» **TEXTE DE LECTURE**:

◆ ◆ ◆ ◆ ◆ ◆ ◆

C’est dans l’espoir de trouver un espace qui n’a pas encore de forme (fiction, documentaire, jeu vidéo, série ???), espace où l’esprit de mon fils décédé pourrait se promener librement, espace où je continuerai de dialoguer avec lui, que j’ai sollicité l’Aide au parcours d’auteur.
À 20 kms de ma maison dans la montagne, en quelque sorte relié à elle, existe un endroit paisible : l’observatoire de Moydans, ses 2 astrophysiciens et ses 5 astronomes, qui m’ont appris une nuit à étudier le ciel, en quête de nos origines. Ils disent des choses magnifiques comme « plus on voit loin, plus on voit tôt », et photographient des pouponnières d’étoiles. À l’échelle du cosmos, mon fils de 22 ans est-il une étoile filante ? Une petite pierre qui s’échauffe, s’illumine et se consume en traversant l’atmosphère en 2 secondes au-dessus de nos têtes, dont je pourrais retrouver un jour un fragment de météorite ?
L’observatoire de Moydans est le lieu propice pour me remettre à écrire, et envisager par exemple la forme d’un documentaire qui entremêlerait, comme l’a fait Patricio Guzman avec Nostalgie de la lumière, la trivialité des recherches d’un corps et d’une enquête, la brutalité de la survie, avec la poésie du travail des astrophysiciens. Un poème de la mémoire vivante, du mystère des origines et de la fin. L’histoire de mon fils, ainsi que ses écrits, sa capacité d’analyse -politique entre autres-, se mêleraient à ma quête de comprendre son geste, entremêlant les moments les plus triviaux (groupes de paroles de parents endeuillés, enquête policière, rapport du procureur), sociologiques (sa génération, ses copains, la dépression post-Covid) aux plus poétiques et scientifiques (où est-on avant de naître ?). L’observatoire est prêt à m’accueillir en formation d’astronomie amateur, en observatrice et en résidence d’écriture. L’aide au parcours d’auteur me permettra de financer ce séjour, mais aussi de prendre le temps d’explorer d’autres formes -encore balbutiantes- que celle de ce documentaire possible. »
Sacha Wolff
Parrainé par Louis Hanquet
« J’ai rencontré la Nouvelle-Calédonie par hasard, pour écrire et tourner Mercenaire, mon premier long-métrage. Ce pays m’a transformé, en s’imposant comme un territoire nouveau de ma pensée, de mon être, en me confrontant violemment à tout un pan d’histoire française constitutif de mon éducation que j’ai découvert sous un jour nouveau. Ce n’est pas un sentiment théorique, abstrait. Le non-dit colonial se vit là-bas au présent, physiquement : il est profondément cinématographique.
En mai 2024, la violente révolte qui ébranle l’archipel agit pour moi comme un électrochoc. L’impasse politique dans laquelle se trouve la Calédonie réveille en moi l’urgence d’y travailler à nouveau. Car j’ai laissé sur place plusieurs projets en gestation, qui trouvent aujourd’hui une résonance nouvelle, et qui s’imposent comme une direction nécessaire à donner à mon écriture. Trois pistes de long-métrages de fiction, que je dois repenser à l’aune de cette crise, tout en interrogeant mon propre rapport à ce territoire. »

◆ ◆ ◆ ◆ ◆ ◆ ◆

» **MATÉRIEL D'ÉTUDE**:

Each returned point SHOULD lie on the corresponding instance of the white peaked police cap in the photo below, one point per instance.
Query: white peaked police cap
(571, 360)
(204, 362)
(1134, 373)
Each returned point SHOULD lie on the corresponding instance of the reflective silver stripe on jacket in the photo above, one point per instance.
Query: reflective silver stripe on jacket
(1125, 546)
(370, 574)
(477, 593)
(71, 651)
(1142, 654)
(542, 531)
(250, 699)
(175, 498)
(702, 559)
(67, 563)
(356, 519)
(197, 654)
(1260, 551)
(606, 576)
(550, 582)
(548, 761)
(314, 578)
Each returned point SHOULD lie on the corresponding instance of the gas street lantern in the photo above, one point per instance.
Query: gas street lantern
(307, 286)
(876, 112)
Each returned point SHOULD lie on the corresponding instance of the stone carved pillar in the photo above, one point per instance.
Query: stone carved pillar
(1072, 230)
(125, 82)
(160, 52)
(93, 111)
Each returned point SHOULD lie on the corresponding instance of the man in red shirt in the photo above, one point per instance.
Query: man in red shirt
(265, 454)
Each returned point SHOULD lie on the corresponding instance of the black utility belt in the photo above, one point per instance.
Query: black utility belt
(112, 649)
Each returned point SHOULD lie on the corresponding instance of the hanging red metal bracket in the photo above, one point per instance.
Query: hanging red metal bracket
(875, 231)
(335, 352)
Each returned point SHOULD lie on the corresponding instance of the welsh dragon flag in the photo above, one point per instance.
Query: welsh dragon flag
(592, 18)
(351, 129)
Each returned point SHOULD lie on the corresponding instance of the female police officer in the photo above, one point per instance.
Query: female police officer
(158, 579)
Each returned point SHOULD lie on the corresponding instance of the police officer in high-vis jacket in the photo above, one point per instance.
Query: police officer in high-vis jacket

◆ ◆ ◆ ◆ ◆ ◆ ◆

» **ACTIVITÉ 1**: D'après le texte de lecture, combien d'astronomes travaillent à l'observatoire de Moydans ?
» **ACTIVITÉ 2**: Dans le texte de lecture, remplacez « étoile filante » par « comète » et recopiez le passage qui commence par « À 20 kms de » et s'arrête après « de météorite ? ».

» **CORRIGÉ 1**: Cinq astronomes.

» **CORRIGÉ 2**:
À 20 kms de ma maison dans la montagne, en quelque sorte relié à elle, existe un endroit paisible : l’observatoire de Moydans, ses 2 astrophysiciens et ses 5 astronomes, qui m’ont appris une nuit à étudier le ciel, en quête de nos origines. Ils disent des choses magnifiques comme « plus on voit loin, plus on voit tôt », et photographient des pouponnières d’étoiles. À l’échelle du cosmos, mon fils de 22 ans est-il une comète ? Une petite pierre qui s’échauffe, s’illumine et se consume en traversant l’atmosphère en 2 secondes au-dessus de nos têtes, dont je pourrais retrouver un jour un fragment de météorite ?